ACTION ITEM: Exactly as written, transcribe each record below.

Segment Start: EXCERPTED DATA

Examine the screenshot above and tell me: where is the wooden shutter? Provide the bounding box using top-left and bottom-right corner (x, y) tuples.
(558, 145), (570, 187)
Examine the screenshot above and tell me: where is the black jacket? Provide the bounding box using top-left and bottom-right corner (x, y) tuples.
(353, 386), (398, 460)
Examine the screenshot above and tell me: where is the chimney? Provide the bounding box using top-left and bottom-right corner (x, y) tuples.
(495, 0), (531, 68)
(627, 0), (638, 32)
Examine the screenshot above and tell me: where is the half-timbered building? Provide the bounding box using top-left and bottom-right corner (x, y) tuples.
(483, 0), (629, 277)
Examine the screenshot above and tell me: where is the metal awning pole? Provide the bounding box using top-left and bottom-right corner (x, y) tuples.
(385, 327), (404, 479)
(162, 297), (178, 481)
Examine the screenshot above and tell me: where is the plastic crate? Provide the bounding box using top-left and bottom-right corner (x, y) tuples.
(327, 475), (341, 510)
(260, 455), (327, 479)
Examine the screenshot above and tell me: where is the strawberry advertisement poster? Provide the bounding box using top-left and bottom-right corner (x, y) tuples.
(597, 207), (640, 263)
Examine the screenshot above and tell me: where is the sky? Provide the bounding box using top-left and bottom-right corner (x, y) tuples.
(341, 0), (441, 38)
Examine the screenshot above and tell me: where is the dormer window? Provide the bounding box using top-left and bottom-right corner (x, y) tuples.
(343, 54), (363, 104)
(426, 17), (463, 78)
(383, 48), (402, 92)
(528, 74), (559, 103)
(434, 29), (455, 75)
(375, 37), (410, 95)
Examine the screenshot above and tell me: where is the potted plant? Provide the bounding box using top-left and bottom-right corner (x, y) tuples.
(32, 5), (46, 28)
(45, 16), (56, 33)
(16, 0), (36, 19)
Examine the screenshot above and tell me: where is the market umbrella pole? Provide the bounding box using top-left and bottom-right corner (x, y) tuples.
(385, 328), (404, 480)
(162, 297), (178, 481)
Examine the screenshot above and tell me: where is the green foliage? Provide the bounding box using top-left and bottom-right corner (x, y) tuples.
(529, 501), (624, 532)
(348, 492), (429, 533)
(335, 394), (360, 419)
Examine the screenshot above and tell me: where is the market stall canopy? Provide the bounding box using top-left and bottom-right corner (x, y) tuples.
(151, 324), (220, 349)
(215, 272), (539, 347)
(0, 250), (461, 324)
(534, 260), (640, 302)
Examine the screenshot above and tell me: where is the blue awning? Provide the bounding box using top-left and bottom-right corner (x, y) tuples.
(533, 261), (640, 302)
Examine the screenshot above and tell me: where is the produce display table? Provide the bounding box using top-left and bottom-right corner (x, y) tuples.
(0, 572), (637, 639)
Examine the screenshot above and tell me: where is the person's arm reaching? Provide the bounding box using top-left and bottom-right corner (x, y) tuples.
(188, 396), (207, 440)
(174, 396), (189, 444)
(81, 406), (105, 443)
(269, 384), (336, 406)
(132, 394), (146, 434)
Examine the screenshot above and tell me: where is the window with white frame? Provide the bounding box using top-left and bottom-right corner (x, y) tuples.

Segment End: EXCERPTED DATA

RESPONSE TO THE TASK:
Examine the screenshot above and tell me: where is the wooden shutter? Provide the bounding box using top-left and bottom-right corner (x, y) tuples.
(558, 145), (570, 187)
Examine the screenshot above and tell me: where is the black jacket? Provide the bounding box using top-left and bottom-right corner (x, y) tuples.
(353, 386), (398, 460)
Examine the screenshot above and tell me: where is the chimney? Provide the bounding box using top-left and bottom-right corner (x, y) tuples.
(495, 0), (531, 68)
(627, 0), (638, 32)
Examine the screenshot above and tell me: where is the half-timbered building? Provide the bounding box using top-left and bottom-right corner (x, y) tuples.
(483, 0), (629, 277)
Examine the screenshot above and tell me: where is the metal awning pole? Provide the bounding box using top-left and bottom-right corner (x, y) tuples.
(385, 327), (404, 479)
(162, 297), (178, 481)
Examine the screenshot above and tell me: where is the plastic crate? Provide the bounding box using top-left and bottom-right corner (x, y) tuples.
(327, 475), (341, 510)
(260, 455), (327, 479)
Examine the screenshot above and tell me: where is the strawberry advertisement poster? Provide the bounding box using top-left and bottom-right corner (x, y) tuples.
(597, 207), (640, 263)
Examine the screenshot above and tell me: where is the sky? Provide the bounding box using top-left and bottom-right corner (x, y) tuples.
(341, 0), (441, 38)
Examine the screenshot above and tell me: where is the dormer window? Provide the bounding box using top-left and bottom-right corner (x, y) tuples.
(343, 54), (363, 104)
(426, 17), (463, 78)
(383, 48), (402, 92)
(528, 74), (559, 103)
(434, 29), (455, 75)
(375, 37), (410, 95)
Examine the screenshot above and tell me: where is the potted plant? Provide the bounding box using top-left and bottom-right corner (x, y) tuples.
(32, 5), (46, 28)
(45, 16), (56, 33)
(16, 0), (36, 19)
Examine the screenshot above and tell me: where is the market umbrella pole? Provide the bounding box using top-left and bottom-right corner (x, y) tuples.
(385, 328), (404, 480)
(162, 297), (178, 481)
Examine the screenshot above and tell me: where is the green foliage? Provide the bounding box using top-left and bottom-right corner (x, y) tuples.
(529, 501), (624, 532)
(348, 492), (429, 533)
(335, 394), (360, 419)
Examine the screenshot above and tell me: where is the market stall canopy? Provide the bounding box using top-left and bottom-right corner (x, y) tuples.
(151, 324), (220, 349)
(215, 272), (539, 347)
(0, 250), (461, 324)
(534, 260), (640, 302)
Examine the screenshot above and tell me: where is the blue awning? Provide the bounding box using top-left and bottom-right corner (x, y) tuples.
(533, 261), (640, 302)
Examine the screenshot above and tell me: where is the produce display table? Provide the bounding box using top-left and bottom-right corner (x, y) tuples.
(0, 572), (637, 639)
Examine the screenshot above and tell me: where is the person's arm reaching? Provide the bounding box using top-left and bottom-right corner (x, y) tuples.
(188, 396), (207, 440)
(174, 396), (189, 444)
(81, 406), (105, 443)
(269, 384), (336, 406)
(132, 394), (146, 434)
Examine the screenshot above and tell me: where is the window with white frame? Provide the bounding box using top-left and bottom-right corner (x, y) tuples.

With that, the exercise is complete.